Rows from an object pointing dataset
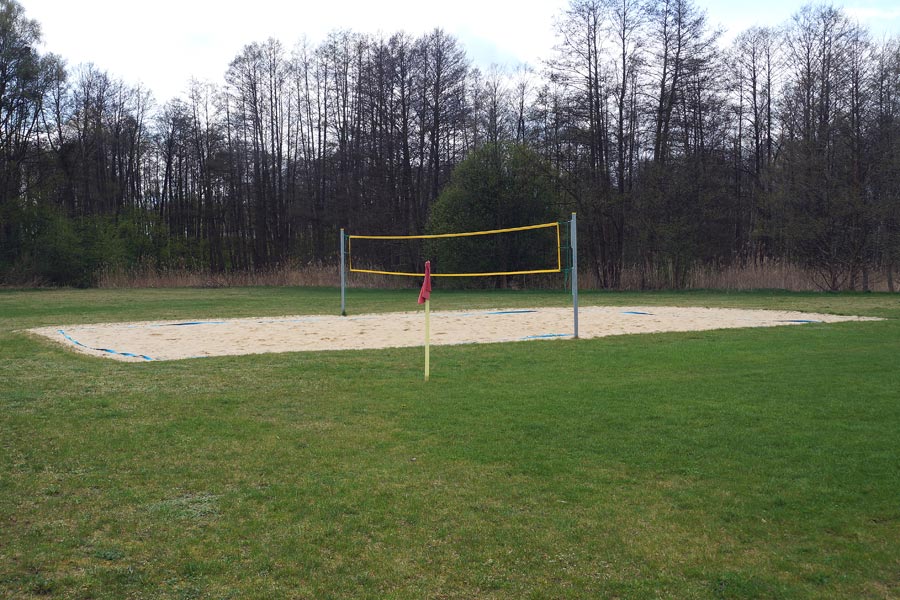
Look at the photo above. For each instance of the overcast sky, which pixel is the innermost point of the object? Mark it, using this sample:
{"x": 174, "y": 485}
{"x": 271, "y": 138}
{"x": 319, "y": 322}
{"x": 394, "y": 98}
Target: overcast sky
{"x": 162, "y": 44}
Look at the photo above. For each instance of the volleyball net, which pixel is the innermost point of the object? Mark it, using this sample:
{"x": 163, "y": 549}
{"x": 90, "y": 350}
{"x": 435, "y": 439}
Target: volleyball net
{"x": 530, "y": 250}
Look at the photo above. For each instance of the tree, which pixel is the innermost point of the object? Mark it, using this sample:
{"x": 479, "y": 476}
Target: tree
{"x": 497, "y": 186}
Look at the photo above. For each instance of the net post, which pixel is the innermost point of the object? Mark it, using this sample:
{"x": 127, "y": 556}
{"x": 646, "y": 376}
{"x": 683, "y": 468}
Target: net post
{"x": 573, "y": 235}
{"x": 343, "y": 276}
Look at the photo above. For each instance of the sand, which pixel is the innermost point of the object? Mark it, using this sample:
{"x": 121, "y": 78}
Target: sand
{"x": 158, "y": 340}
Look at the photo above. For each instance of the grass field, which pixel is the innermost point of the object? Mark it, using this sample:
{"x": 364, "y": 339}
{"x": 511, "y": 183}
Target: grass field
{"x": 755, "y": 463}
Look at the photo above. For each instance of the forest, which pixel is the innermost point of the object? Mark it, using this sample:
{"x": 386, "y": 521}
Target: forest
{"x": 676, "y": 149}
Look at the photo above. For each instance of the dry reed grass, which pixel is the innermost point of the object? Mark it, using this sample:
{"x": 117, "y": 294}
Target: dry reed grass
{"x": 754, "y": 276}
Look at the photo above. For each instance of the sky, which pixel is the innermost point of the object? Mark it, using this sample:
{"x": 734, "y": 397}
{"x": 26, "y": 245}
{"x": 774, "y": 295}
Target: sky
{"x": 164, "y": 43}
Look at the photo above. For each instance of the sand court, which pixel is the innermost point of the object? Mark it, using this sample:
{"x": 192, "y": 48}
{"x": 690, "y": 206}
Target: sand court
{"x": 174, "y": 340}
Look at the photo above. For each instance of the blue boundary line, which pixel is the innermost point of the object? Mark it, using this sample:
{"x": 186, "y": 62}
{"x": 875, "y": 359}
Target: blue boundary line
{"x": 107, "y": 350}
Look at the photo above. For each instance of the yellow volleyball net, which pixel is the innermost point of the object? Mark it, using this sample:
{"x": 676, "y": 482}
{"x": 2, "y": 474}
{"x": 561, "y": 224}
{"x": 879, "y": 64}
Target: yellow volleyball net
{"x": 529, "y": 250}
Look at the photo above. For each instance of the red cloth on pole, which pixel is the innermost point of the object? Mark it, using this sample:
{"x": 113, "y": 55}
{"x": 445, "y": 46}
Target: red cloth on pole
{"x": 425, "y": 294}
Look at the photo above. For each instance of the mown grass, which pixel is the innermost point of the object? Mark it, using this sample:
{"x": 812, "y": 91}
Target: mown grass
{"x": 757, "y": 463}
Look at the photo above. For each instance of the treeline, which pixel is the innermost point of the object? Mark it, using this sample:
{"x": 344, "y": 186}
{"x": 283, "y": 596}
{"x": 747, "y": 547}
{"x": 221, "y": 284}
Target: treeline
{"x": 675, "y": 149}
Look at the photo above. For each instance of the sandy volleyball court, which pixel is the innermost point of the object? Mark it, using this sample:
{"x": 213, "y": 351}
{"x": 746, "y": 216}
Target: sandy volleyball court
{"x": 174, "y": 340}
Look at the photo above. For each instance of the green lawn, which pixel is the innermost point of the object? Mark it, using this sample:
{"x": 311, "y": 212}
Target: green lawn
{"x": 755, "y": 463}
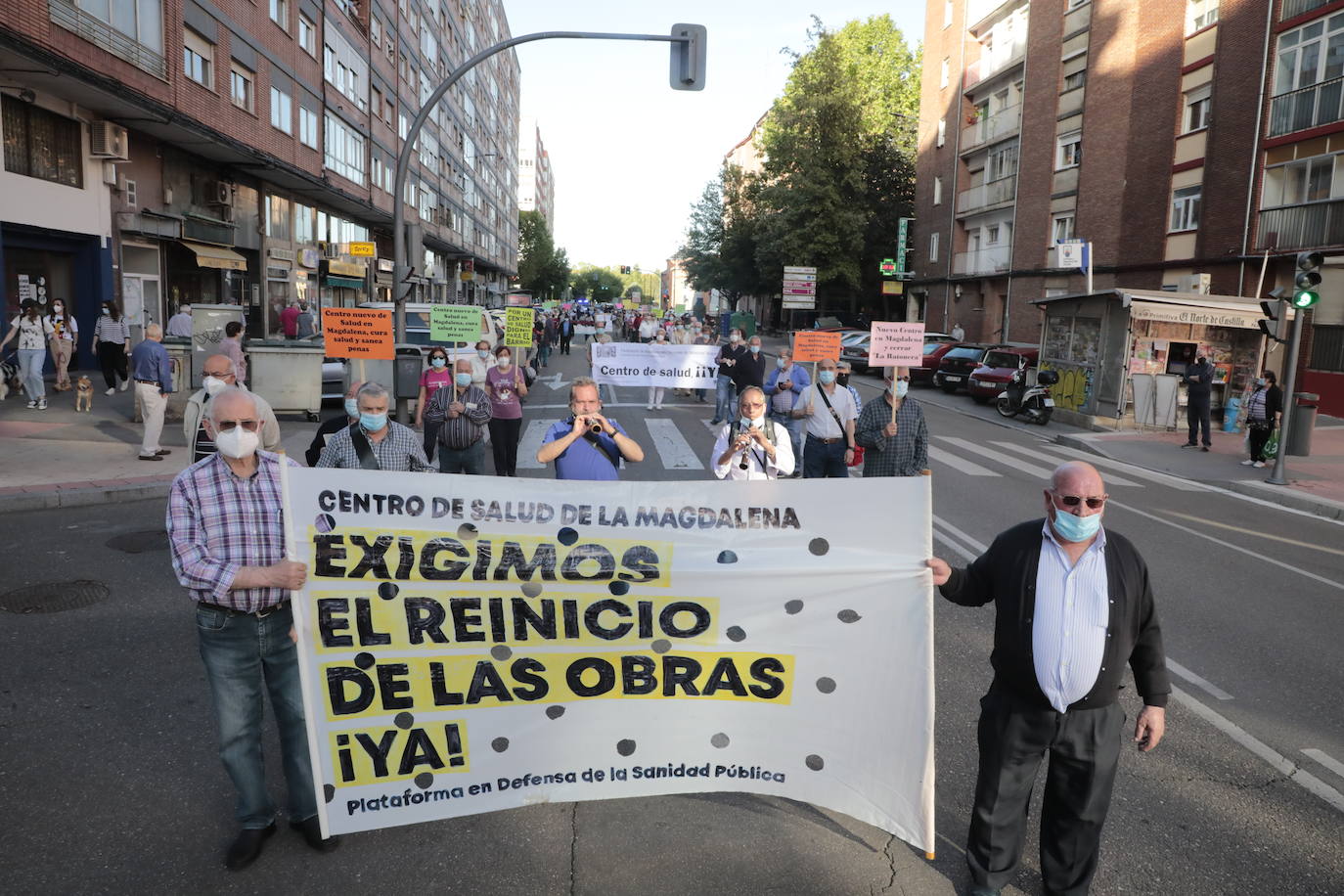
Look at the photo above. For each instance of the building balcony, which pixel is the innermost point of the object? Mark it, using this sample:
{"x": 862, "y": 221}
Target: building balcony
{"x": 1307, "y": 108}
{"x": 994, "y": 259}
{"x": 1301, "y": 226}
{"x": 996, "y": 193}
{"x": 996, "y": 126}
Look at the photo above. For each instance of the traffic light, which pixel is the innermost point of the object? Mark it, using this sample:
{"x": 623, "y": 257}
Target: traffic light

What you will do
Please format the records above as a Markdown table with the columns "No." and "Line," numbering each line and skipping blank ones. Leave the pictures out of your answer.

Correct result
| No. | Line |
|---|---|
| 1 | Look at the photo above. For each instance of the overcast sky, which pixel is the innermost point of the object? Mark it, using this sample: |
| 2 | {"x": 174, "y": 485} |
| 3 | {"x": 271, "y": 138} |
| 4 | {"x": 319, "y": 322} |
| 5 | {"x": 394, "y": 98} |
| 6 | Target: overcast sky |
| 7 | {"x": 162, "y": 44} |
| 8 | Look at the photo above. For each instance of the volleyball net, which pixel is the innermost point of the object? Mark it, using this sample: |
| 9 | {"x": 163, "y": 549} |
| 10 | {"x": 90, "y": 350} |
| 11 | {"x": 435, "y": 439} |
| 12 | Target: volleyball net |
| 13 | {"x": 530, "y": 250} |
| 14 | Look at the photo above. For each instance of the tree, which pixel is the innermost point of the object? Mark it, using this sample: |
| 15 | {"x": 479, "y": 476} |
| 16 | Target: tree |
| 17 | {"x": 497, "y": 186} |
| 18 | Look at the photo above. For each instance of the net post, which pixel is the innermost point of the object? Mark it, using this sample: |
| 19 | {"x": 127, "y": 556} |
| 20 | {"x": 646, "y": 376} |
| 21 | {"x": 683, "y": 468} |
| 22 | Target: net post |
| 23 | {"x": 573, "y": 235} |
| 24 | {"x": 343, "y": 276} |
| 25 | Look at the photo above. For each instance of the sand, which pixel is the innermost point of the object? Mark it, using this sample: |
| 26 | {"x": 121, "y": 78} |
| 27 | Target: sand |
| 28 | {"x": 158, "y": 340} |
| 29 | Look at the photo above. For each instance of the grass field, which pixel is the innermost point of the object? Mark it, using this sample: |
| 30 | {"x": 364, "y": 339} |
| 31 | {"x": 511, "y": 183} |
| 32 | Target: grass field |
| 33 | {"x": 755, "y": 463} |
| 34 | Look at the photo above. For each instance of the forest, which pixel is the innermost point of the object? Mark it, using this sample: |
| 35 | {"x": 386, "y": 521} |
| 36 | Target: forest |
| 37 | {"x": 676, "y": 149} |
| 38 | Look at the photo above. For each instance of the dry reed grass, which pixel is the innermost point of the object? Mark it, using this sample: |
| 39 | {"x": 117, "y": 294} |
| 40 | Target: dry reed grass |
| 41 | {"x": 754, "y": 276} |
| 42 | Look at the photo above. For each instance of the sky, which pixel is the innermost point of the object? Mark it, using this sample: |
| 43 | {"x": 734, "y": 397} |
| 44 | {"x": 26, "y": 245} |
| 45 | {"x": 774, "y": 295} |
| 46 | Target: sky |
| 47 | {"x": 164, "y": 43} |
| 48 | Look at the photo above. For each instance of the sand court, which pixel is the innermost point of the object? Mark it, using this sample: |
| 49 | {"x": 192, "y": 48} |
| 50 | {"x": 690, "y": 206} |
| 51 | Target: sand court |
| 52 | {"x": 174, "y": 340} |
| 53 | Look at the photo above. For each instance of the blue boundary line, which pixel is the innermost point of the object? Mark it, using this sample: |
| 54 | {"x": 186, "y": 62} |
| 55 | {"x": 875, "y": 359} |
| 56 | Target: blue boundary line |
| 57 | {"x": 107, "y": 350} |
| 58 | Look at the photo above. For each instance of the yellow volleyball net, which pixel is the innermost point of the object? Mark it, using this sample: |
| 59 | {"x": 676, "y": 482} |
| 60 | {"x": 2, "y": 474} |
| 61 | {"x": 561, "y": 224} |
| 62 | {"x": 879, "y": 64} |
| 63 | Target: yellow volleyball net |
| 64 | {"x": 529, "y": 250} |
| 65 | Look at the photo above. For each instance of the red cloth on pole, which pixel is the innermost point of the object? Mark it, using this sample: |
| 66 | {"x": 113, "y": 55} |
| 67 | {"x": 445, "y": 46} |
| 68 | Target: red cloth on pole |
| 69 | {"x": 425, "y": 294} |
| 70 | Look at the photo above. For each instance of the mown grass, which pixel is the innermost point of the object? Mark it, using this sample: |
| 71 | {"x": 812, "y": 91} |
| 72 | Target: mown grass |
| 73 | {"x": 757, "y": 463} |
| 74 | Look at the photo above. For each instance of the treeline, which pixel is the innermost point of the object? Mark it, using this sample: |
| 75 | {"x": 344, "y": 186} |
| 76 | {"x": 283, "y": 596} |
| 77 | {"x": 747, "y": 547} |
| 78 | {"x": 221, "y": 284} |
| 79 | Target: treeline |
| 80 | {"x": 675, "y": 149} |
| 81 | Look at the photo above. For each instance of the sandy volleyball court, which pixel is the innermost point of the object? Mark it, using this sample: |
| 82 | {"x": 213, "y": 351} |
| 83 | {"x": 746, "y": 216} |
| 84 | Target: sandy volleyball court |
| 85 | {"x": 174, "y": 340} |
| 86 | Look at the photo above. For each instance of the green lawn, which pixel is the innermost point of the object? Mark it, using this sample: |
| 87 | {"x": 311, "y": 212} |
| 88 | Target: green lawn |
| 89 | {"x": 755, "y": 463} |
| 90 | Look at the photo above. For each instance of the building balcony, which pixel is the innermost point of the object? Mark it, using this sample: |
| 91 | {"x": 862, "y": 221} |
| 92 | Target: building balcony |
| 93 | {"x": 1307, "y": 108} |
| 94 | {"x": 994, "y": 259} |
| 95 | {"x": 1301, "y": 226} |
| 96 | {"x": 996, "y": 193} |
| 97 | {"x": 996, "y": 126} |
| 98 | Look at the photo above. For each instance of the traffic light, which pixel is the innermost point of the object? Mark it, using this sample: |
| 99 | {"x": 623, "y": 257} |
| 100 | Target: traffic light |